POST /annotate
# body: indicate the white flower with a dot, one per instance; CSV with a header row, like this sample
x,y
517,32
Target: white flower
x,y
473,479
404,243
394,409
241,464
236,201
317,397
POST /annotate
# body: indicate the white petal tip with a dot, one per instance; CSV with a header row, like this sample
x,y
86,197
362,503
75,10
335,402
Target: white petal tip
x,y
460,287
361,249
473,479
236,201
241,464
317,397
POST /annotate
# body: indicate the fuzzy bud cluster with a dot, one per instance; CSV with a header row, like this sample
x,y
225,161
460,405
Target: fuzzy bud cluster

******************************

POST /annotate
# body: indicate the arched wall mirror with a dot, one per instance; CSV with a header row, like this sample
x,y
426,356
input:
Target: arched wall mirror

******************************

Pick out every line above that contains the string "petal". Treat uppercase and lowercase as different.

Reply to the task:
# body: indicate the white petal tip with a dot, one per instance; CSV with a header row, like this sample
Target: white petal tip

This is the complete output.